══ TEXT EXCERPT ══

The Paramount/WBD deal has been unanimously approved by the boards of both companies. The next phase is a WBD shareholders vote, which is scheduled to take place on April 23, 2026, and is expected to move forward without complications.
Reuters (2/27/26) reports that approval in the EU is not anticipated to pose a significant hurdle, given that a combined Paramount/WBD entity would hold less than a 20% market share across European markets.
In the US, the merger would require clearance from both the Department of Justice (DoJ) and the Federal Communications Commission (FCC), which are both controlled by Trump appointees. The anti–public interest antics of FCC chair Brendan Carr are already well-documented by FAIR (2/26/25, 4/2/26; CounterSpin, 4/4/25), and newly appointed Attorney General Todd Blanche appears to have been promoted solely for his unwavering deference to Trump.
DoJ official Omeed Assefi, himself a Trump appointee, has insisted that the transaction would “absolutely not” be fast-tracked for political reasons. Yet this claim has been loudly contradicted by statements from Trump’s inner circle. For instance, Hegseth recently said, “The sooner David Ellison takes over that network [CNN], the better.”
A lawsuit filed against Paramount and assorted executives by a former consultant alleges that the elder Ellison was told by Trump, “Larry, it looks like Netflix is gonna get Warner Bros., but if you really really want it, Larry, I’ll make sure you get it” (Hollywood Reporter, 3/17/26).

═══
══ DATA LINES ══

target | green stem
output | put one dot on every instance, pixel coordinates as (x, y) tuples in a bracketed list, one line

═══

> **TASK LIST**:
a – In the merger excerpt, on what date is the WBD shareholders vote scheduled to take place?
b – Quote the merger excerpt word for word, starting at the words "Reuters (2/27/26) reports" and stopping after "across European markets.".

> **RESPONSES TO THE EXERCISE**:
a – April 23, 2026.

b –
Reuters (2/27/26) reports that approval in the EU is not anticipated to pose a significant hurdle, given that a combined Paramount/WBD entity would hold less than a 20% market share across European markets.